**Enunciado A**
Relacione todas as siglas presentes na notícia abaixo, sobre o acordo referente às câmeras corporais da Polícia Militar de São Paulo.

**Página**
Tarcísio recebe aval do STF e PM-SP não terá mais câmeras com gravação ininterrupta

Acordo homologado nesta quinta-feira (9/5) também deixa brechas para que o equipamento não seja usado em operações policiais

Uso de câmeras acopladas aos uniformes de policiais militares do estado de São Paulo para registro das suas ações ajudou a reduzir violência policial | Foto: Rovena Rosa/Agência Brasil

Um acordo homologado pelo presidente do Supremo Tribunal Federal (STF), Luís Roberto Barroso, sobre as câmeras corporais usadas pela Polícia Militar de São Paulo não prevê a gravação ininterrupta das imagens. Esse modelo é atualmente adotado no Estado e é considerado o mais adequado por especialistas por permitir maior transparência. O texto também deixa brecha para que o equipamento não seja usado em operações policiais. A decisão foi publicada nesta quinta-feira (8/5).

O acordo foi firmado entre o governo Tarcísio de Freitas e a Defensoria Pública do Estado de São Paulo (DEPESP) após três audiências conduzidas pelo Núcleo de Solução Consensual de Conflitos (NUSOl), do STF. A homologação do acordo permite que o governo de São Paulo dê início à execução do contrato com a Motorola. A empresa norte-americana venceu em julho do ano passado o pregão eletrônico para fornecer esses equipamentos.

**Entradas salvas**
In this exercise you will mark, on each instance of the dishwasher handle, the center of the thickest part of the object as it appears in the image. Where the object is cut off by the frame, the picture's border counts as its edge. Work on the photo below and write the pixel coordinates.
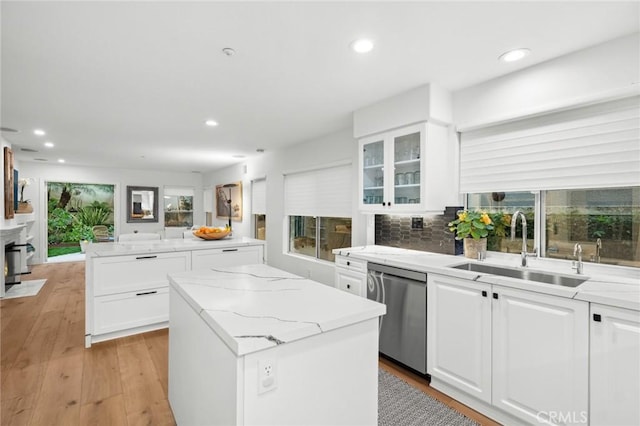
(398, 272)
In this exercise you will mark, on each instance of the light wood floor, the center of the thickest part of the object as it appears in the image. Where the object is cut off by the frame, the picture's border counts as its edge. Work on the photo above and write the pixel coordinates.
(48, 377)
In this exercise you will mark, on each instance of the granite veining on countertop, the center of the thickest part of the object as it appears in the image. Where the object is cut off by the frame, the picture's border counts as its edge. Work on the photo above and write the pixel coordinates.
(165, 246)
(604, 283)
(254, 307)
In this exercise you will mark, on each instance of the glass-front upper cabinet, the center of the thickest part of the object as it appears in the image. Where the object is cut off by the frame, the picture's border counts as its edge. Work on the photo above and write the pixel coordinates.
(373, 173)
(392, 170)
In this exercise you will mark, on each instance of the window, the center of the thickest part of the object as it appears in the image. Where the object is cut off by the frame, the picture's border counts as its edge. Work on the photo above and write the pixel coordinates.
(318, 204)
(178, 207)
(605, 221)
(501, 206)
(306, 231)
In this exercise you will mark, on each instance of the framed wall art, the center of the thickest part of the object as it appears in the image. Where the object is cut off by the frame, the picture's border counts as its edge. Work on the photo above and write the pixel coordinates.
(9, 211)
(229, 201)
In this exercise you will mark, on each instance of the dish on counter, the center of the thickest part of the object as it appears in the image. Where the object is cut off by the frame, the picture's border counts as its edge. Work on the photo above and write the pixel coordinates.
(212, 232)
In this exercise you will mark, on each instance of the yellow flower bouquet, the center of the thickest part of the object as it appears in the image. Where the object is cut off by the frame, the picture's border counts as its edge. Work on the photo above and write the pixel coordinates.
(471, 224)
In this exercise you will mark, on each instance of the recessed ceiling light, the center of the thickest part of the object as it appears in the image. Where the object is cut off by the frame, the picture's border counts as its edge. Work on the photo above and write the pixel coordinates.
(362, 45)
(514, 55)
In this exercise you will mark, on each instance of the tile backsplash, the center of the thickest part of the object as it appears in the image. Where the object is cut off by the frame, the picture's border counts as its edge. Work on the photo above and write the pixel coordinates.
(396, 231)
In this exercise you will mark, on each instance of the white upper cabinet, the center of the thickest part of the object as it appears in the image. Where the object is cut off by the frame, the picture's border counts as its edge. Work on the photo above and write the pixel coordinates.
(405, 170)
(407, 154)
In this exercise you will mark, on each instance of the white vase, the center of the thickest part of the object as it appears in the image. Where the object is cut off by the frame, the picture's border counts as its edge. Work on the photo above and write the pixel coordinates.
(475, 249)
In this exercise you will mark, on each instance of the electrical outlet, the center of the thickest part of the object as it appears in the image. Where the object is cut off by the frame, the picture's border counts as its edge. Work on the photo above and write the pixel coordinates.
(267, 378)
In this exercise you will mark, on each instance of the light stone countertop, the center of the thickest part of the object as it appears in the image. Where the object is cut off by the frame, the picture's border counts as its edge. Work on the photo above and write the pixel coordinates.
(165, 246)
(605, 284)
(254, 307)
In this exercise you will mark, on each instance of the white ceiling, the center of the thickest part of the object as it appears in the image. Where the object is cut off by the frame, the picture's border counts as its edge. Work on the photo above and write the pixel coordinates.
(130, 84)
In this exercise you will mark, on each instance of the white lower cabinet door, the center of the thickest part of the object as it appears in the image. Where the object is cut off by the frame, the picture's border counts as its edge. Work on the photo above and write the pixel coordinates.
(459, 332)
(225, 257)
(129, 310)
(540, 357)
(615, 366)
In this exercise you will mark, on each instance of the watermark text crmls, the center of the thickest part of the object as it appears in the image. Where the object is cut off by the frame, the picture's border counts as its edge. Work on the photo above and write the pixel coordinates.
(562, 417)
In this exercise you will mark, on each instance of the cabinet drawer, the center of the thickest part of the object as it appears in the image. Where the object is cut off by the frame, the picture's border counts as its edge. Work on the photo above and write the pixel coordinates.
(351, 282)
(121, 274)
(351, 264)
(225, 257)
(128, 310)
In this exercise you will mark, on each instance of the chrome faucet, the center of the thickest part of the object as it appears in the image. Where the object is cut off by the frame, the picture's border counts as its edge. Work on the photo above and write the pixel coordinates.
(523, 253)
(577, 249)
(598, 249)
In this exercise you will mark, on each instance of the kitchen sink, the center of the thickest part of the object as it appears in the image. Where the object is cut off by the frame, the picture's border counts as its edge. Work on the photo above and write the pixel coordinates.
(523, 274)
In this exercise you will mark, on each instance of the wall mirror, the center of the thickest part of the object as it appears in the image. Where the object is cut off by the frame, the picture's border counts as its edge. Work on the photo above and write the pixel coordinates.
(142, 204)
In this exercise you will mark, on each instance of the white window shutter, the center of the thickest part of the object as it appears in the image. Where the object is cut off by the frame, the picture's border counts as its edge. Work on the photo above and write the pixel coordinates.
(320, 192)
(596, 146)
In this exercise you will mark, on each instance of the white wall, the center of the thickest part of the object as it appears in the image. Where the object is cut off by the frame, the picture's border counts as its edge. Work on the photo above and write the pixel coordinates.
(121, 178)
(595, 73)
(325, 150)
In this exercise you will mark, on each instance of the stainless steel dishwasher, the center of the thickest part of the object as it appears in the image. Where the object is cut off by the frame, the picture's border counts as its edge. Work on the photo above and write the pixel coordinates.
(403, 330)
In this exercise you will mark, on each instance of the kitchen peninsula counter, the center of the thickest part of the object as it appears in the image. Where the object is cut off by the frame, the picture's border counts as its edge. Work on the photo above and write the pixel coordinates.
(168, 245)
(605, 284)
(256, 345)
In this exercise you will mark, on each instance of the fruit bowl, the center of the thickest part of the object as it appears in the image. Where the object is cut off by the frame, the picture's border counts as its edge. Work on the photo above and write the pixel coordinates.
(211, 233)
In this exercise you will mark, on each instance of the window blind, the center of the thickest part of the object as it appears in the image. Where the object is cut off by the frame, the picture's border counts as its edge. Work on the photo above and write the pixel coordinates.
(323, 192)
(589, 147)
(177, 191)
(259, 196)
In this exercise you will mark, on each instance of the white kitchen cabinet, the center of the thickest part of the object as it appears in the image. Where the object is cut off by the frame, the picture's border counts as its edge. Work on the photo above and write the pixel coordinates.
(459, 332)
(226, 257)
(126, 311)
(614, 366)
(401, 170)
(129, 294)
(520, 352)
(351, 275)
(121, 274)
(540, 356)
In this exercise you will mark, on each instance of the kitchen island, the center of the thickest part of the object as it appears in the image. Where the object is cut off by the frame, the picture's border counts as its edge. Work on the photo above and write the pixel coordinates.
(127, 289)
(257, 345)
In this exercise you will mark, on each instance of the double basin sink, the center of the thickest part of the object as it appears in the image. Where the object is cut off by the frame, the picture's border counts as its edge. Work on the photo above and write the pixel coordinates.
(523, 274)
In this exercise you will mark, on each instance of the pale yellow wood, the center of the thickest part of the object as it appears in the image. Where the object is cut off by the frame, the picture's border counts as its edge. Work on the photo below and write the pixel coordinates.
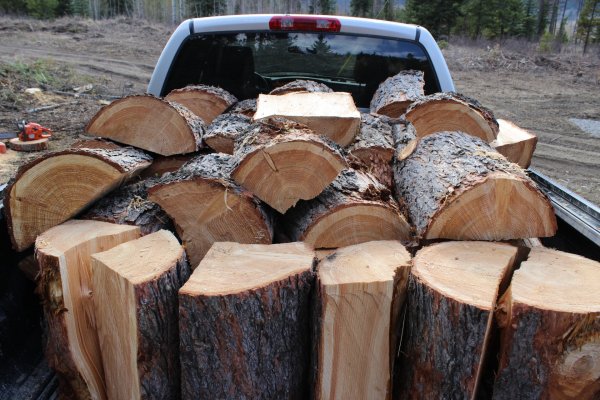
(329, 114)
(362, 290)
(514, 143)
(230, 268)
(71, 245)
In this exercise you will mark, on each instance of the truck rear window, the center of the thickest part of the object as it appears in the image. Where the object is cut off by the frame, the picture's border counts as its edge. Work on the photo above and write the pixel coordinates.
(250, 63)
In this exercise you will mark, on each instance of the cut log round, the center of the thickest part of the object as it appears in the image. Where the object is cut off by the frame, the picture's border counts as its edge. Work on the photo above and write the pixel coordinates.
(129, 205)
(51, 189)
(207, 206)
(223, 132)
(245, 322)
(66, 287)
(514, 143)
(207, 102)
(333, 115)
(457, 187)
(550, 329)
(396, 93)
(452, 292)
(301, 85)
(361, 292)
(136, 310)
(354, 209)
(281, 162)
(17, 144)
(452, 112)
(149, 123)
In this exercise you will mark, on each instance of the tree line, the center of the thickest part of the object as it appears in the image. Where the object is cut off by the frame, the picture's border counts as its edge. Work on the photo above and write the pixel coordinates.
(492, 19)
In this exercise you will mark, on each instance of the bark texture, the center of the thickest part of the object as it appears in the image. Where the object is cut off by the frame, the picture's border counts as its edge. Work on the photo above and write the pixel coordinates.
(249, 345)
(397, 92)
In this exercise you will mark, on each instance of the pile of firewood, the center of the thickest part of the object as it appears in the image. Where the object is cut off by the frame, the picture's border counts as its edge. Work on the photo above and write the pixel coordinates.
(367, 307)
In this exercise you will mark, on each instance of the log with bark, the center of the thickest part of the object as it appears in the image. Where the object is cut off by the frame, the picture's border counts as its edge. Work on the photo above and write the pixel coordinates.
(458, 187)
(452, 293)
(355, 208)
(333, 115)
(361, 290)
(245, 323)
(550, 329)
(207, 102)
(136, 311)
(66, 288)
(129, 205)
(301, 85)
(149, 123)
(223, 132)
(452, 112)
(514, 143)
(281, 162)
(396, 93)
(51, 189)
(207, 206)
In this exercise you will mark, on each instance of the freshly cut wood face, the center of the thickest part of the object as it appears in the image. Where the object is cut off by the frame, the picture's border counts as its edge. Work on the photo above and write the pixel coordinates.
(362, 289)
(64, 253)
(230, 268)
(207, 102)
(149, 123)
(514, 143)
(333, 115)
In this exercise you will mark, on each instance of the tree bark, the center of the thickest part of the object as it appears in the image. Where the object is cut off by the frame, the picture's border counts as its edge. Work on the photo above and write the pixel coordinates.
(361, 290)
(55, 187)
(207, 206)
(396, 93)
(223, 132)
(455, 186)
(207, 102)
(135, 306)
(281, 162)
(452, 112)
(149, 123)
(66, 288)
(354, 209)
(244, 323)
(550, 329)
(452, 293)
(333, 115)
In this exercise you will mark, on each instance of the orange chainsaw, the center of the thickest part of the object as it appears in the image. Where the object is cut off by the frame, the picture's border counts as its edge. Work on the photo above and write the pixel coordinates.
(28, 132)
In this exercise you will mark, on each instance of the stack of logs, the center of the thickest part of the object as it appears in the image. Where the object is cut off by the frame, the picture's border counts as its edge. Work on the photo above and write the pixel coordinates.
(308, 265)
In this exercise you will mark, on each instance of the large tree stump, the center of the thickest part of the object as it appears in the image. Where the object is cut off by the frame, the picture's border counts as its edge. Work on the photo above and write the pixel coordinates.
(361, 290)
(457, 187)
(51, 189)
(136, 310)
(207, 102)
(149, 123)
(66, 288)
(452, 293)
(396, 93)
(301, 85)
(281, 162)
(207, 206)
(129, 205)
(550, 329)
(333, 115)
(355, 208)
(245, 322)
(452, 112)
(514, 143)
(223, 132)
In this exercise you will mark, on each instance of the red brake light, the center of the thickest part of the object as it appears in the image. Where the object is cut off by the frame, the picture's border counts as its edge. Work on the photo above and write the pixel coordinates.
(310, 24)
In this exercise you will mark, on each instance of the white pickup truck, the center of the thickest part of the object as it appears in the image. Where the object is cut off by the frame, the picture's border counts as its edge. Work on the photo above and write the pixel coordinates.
(253, 54)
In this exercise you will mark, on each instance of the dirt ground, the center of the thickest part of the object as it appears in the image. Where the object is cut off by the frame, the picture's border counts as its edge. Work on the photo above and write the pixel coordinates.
(116, 57)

**Enunciado B**
Reúna todas as linhas da listagem acima que contêm a palavra "with", distinguindo maiúsculas de minúsculas.

**Resolução A**
STF
PM-SP
DEPESP
NUSOl

**Resolução B**
In this exercise you will mark, on each instance of the log with bark, the center of the thickest part of the object as it appears in the image. Where the object is cut off by the frame, the picture's border counts as its edge. Work on the photo above and write the pixel coordinates.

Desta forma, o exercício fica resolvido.